Given data:
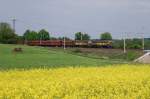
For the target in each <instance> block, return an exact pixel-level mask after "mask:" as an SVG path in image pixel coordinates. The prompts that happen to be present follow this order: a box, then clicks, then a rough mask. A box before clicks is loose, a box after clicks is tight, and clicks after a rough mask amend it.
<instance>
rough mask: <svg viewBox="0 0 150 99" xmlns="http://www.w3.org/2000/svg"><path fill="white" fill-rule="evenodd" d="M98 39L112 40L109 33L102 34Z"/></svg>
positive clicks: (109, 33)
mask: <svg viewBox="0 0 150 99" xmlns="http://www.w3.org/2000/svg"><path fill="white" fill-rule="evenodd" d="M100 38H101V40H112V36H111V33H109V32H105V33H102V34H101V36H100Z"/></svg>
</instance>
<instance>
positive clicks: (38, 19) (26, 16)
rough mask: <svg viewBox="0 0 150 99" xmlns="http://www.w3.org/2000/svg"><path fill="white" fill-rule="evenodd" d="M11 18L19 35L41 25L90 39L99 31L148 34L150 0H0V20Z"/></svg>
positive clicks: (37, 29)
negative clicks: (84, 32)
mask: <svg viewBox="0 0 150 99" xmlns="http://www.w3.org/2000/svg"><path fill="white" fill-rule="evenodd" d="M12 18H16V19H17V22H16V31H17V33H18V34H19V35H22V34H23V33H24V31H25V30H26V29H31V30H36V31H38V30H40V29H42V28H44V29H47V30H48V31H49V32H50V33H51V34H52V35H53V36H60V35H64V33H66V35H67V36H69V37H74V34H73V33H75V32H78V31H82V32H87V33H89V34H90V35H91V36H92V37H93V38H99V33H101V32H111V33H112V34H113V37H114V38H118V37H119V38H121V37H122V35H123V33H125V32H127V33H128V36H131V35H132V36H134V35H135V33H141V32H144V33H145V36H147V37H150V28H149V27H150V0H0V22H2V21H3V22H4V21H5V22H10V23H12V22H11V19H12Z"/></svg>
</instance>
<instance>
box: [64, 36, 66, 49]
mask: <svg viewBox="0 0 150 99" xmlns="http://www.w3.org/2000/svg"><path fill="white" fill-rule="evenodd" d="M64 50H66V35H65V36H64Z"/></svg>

Your objective:
Return word for word the lines from the beginning of the entries through the line that contains "positive clicks: (37, 29)", both ends included, but no pictures.

Reply to the exercise:
For the target in each <instance> block, return an exact pixel-level mask after "mask:" as an SVG path in image pixel coordinates. The prompts that happen to be present follow this order: a box, then clicks, then a rough mask. A box before clicks is loose, a box after clicks is tight, and clicks after a rough mask amend it.
<instance>
rough mask: <svg viewBox="0 0 150 99" xmlns="http://www.w3.org/2000/svg"><path fill="white" fill-rule="evenodd" d="M98 39L112 40L109 33L102 34Z"/></svg>
positive clicks: (109, 33)
mask: <svg viewBox="0 0 150 99" xmlns="http://www.w3.org/2000/svg"><path fill="white" fill-rule="evenodd" d="M100 38H101V40H112V36H111V33H109V32H105V33H102V34H101V36H100Z"/></svg>
</instance>
<instance>
positive clicks: (38, 19) (26, 16)
rough mask: <svg viewBox="0 0 150 99" xmlns="http://www.w3.org/2000/svg"><path fill="white" fill-rule="evenodd" d="M11 18L19 35L41 25L90 39L99 31L148 34L150 0H0V20Z"/></svg>
positive clicks: (37, 29)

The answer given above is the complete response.